[Opening SOURCE MATERIAL section]
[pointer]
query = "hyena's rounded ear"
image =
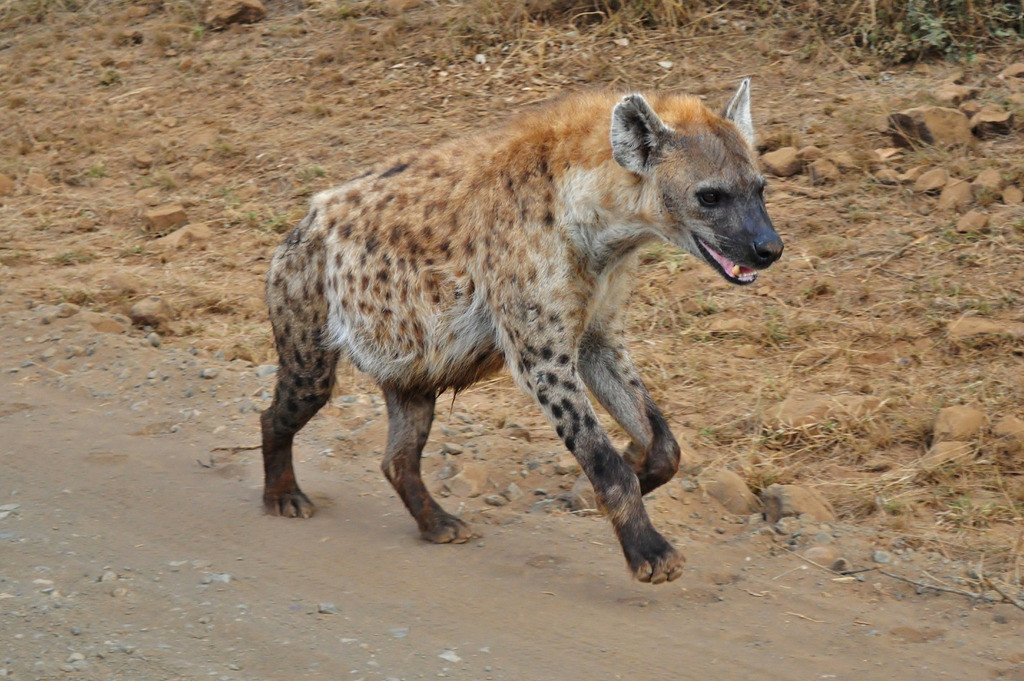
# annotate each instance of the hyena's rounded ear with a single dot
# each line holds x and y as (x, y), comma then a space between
(738, 111)
(636, 134)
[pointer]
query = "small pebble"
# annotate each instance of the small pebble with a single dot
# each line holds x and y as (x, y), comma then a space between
(882, 557)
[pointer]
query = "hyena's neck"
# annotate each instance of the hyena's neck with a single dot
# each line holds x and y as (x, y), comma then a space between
(604, 211)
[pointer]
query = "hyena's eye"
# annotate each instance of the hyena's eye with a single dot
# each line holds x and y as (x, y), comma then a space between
(710, 198)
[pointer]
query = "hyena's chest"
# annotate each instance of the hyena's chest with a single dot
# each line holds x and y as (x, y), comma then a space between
(400, 318)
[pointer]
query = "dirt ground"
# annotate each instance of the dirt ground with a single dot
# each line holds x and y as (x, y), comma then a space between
(132, 542)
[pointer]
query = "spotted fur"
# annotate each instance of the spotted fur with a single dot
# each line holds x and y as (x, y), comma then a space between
(513, 248)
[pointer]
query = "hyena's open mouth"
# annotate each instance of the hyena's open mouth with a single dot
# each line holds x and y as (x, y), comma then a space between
(730, 270)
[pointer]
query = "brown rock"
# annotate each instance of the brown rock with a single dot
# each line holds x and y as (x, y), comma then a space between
(888, 176)
(148, 196)
(470, 481)
(931, 181)
(955, 196)
(823, 171)
(951, 93)
(972, 221)
(152, 311)
(729, 490)
(970, 108)
(1013, 196)
(203, 170)
(913, 174)
(102, 323)
(957, 423)
(224, 12)
(809, 154)
(782, 162)
(931, 125)
(165, 218)
(991, 121)
(1013, 71)
(971, 328)
(782, 501)
(6, 185)
(193, 236)
(943, 454)
(988, 180)
(823, 555)
(846, 161)
(142, 160)
(122, 284)
(37, 182)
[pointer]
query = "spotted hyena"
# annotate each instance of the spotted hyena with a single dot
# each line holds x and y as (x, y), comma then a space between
(514, 248)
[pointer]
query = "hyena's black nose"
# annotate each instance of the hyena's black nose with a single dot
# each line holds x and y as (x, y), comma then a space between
(767, 249)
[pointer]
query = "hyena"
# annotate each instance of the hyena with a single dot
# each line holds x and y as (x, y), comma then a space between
(514, 249)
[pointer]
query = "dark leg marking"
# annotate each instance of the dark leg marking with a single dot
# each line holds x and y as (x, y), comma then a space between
(410, 418)
(611, 376)
(559, 390)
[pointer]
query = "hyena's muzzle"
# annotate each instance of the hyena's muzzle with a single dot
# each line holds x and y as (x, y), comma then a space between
(745, 240)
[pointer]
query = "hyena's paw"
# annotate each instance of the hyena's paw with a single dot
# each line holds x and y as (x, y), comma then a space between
(444, 528)
(292, 504)
(654, 560)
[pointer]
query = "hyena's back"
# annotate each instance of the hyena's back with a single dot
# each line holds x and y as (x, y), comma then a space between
(398, 268)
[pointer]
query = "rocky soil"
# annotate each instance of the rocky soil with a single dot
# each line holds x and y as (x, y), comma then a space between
(851, 500)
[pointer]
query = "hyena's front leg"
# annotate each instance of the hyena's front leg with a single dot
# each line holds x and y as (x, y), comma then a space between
(609, 373)
(410, 416)
(550, 374)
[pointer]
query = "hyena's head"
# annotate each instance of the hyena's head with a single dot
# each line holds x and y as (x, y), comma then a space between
(710, 194)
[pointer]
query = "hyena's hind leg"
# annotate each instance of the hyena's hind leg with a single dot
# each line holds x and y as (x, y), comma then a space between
(305, 373)
(410, 417)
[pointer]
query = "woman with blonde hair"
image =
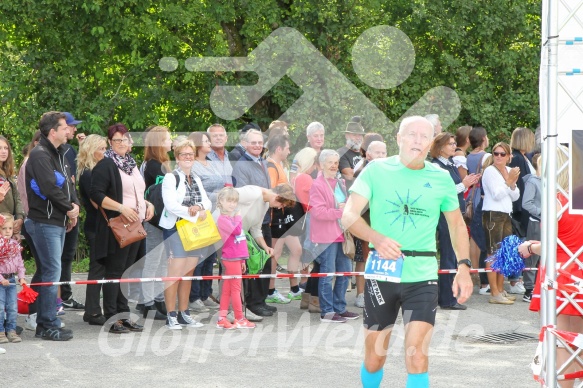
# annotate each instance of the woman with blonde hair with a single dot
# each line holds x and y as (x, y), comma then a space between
(186, 200)
(521, 142)
(462, 140)
(499, 183)
(91, 151)
(157, 164)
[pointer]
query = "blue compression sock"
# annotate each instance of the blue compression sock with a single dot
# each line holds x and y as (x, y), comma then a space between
(370, 379)
(418, 380)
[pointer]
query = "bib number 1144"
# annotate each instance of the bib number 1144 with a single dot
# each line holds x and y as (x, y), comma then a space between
(381, 269)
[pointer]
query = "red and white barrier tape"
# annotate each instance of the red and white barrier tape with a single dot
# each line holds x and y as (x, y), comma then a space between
(575, 287)
(223, 277)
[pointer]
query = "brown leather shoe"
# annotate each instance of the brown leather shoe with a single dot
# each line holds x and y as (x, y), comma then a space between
(314, 306)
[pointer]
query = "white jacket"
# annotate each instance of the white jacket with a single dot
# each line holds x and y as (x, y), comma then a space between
(173, 197)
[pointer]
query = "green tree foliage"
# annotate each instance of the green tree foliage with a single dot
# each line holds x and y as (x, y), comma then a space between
(99, 59)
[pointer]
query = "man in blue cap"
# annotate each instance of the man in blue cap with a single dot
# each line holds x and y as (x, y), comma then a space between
(72, 236)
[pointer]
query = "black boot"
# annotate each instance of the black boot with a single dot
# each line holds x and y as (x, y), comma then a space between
(156, 313)
(161, 307)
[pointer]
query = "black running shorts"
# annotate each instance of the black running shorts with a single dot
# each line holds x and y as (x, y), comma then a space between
(382, 301)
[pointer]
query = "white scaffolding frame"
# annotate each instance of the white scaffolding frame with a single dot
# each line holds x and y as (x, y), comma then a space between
(560, 19)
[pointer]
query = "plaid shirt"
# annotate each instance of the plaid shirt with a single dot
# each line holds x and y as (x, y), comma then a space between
(193, 197)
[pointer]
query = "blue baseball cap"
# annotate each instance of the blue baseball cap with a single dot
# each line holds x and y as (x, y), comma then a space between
(70, 119)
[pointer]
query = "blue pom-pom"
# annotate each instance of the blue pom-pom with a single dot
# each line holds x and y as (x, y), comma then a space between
(506, 260)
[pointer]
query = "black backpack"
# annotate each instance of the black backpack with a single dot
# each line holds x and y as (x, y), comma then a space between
(153, 195)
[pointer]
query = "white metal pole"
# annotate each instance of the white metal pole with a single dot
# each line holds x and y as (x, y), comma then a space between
(549, 225)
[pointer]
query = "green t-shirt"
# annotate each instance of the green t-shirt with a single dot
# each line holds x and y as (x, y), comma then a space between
(405, 205)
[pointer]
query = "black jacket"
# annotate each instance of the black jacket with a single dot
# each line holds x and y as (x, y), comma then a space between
(105, 182)
(44, 161)
(518, 160)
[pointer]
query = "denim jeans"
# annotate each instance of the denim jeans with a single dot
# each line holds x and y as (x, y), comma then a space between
(96, 272)
(333, 259)
(36, 277)
(202, 289)
(8, 302)
(67, 258)
(155, 265)
(48, 241)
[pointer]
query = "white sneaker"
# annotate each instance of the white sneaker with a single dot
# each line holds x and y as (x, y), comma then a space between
(295, 295)
(276, 297)
(359, 302)
(30, 322)
(198, 306)
(484, 291)
(172, 322)
(518, 288)
(210, 303)
(184, 319)
(250, 315)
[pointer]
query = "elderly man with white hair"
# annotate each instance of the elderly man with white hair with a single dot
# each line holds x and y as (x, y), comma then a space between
(315, 133)
(401, 272)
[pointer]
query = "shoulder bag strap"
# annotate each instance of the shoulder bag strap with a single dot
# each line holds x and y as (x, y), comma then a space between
(104, 216)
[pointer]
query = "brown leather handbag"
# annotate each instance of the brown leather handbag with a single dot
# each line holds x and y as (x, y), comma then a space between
(125, 232)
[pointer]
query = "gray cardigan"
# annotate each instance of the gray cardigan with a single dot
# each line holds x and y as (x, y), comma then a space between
(531, 200)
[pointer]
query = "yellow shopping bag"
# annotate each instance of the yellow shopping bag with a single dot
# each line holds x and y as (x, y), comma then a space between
(198, 235)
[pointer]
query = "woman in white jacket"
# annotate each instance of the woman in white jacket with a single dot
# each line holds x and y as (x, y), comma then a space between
(500, 190)
(184, 197)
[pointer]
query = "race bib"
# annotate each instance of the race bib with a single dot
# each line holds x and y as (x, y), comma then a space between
(240, 238)
(384, 270)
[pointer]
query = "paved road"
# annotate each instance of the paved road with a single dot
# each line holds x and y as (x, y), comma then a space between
(291, 349)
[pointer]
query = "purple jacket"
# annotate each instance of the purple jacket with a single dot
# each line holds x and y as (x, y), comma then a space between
(324, 217)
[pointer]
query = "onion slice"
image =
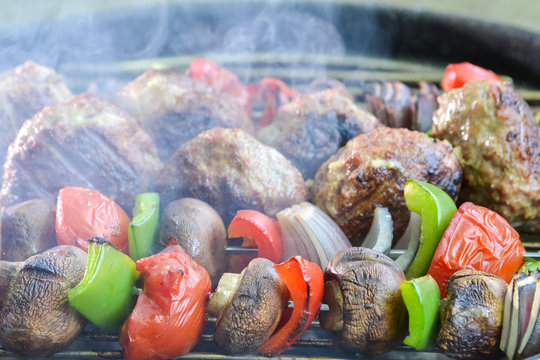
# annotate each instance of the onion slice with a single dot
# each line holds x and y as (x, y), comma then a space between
(308, 232)
(415, 226)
[Closing SOURCE MATERIAL section]
**TASK REQUIREMENTS**
Reproduce the data above exactly, but only from the line containing "# annotate each instance of the hyena's head" through the line containing "# annotate each instance of the woman with". Omit all pictures.

**OUTPUT FOR THIS EXERCISE**
# annotate each instance of the hyena's head with a single dot
# each line holds x and y as (x, y), comma then a space between
(710, 194)
[pointer]
query = "hyena's hind leg"
# annotate each instance of the hyena's hind leg with a single dot
# each line holds x and y as (x, y), comma then a space between
(305, 373)
(410, 417)
[pointer]
query = "woman with blonde hair"
image =
# annotate each instance of the woman with blonde hair with a single dot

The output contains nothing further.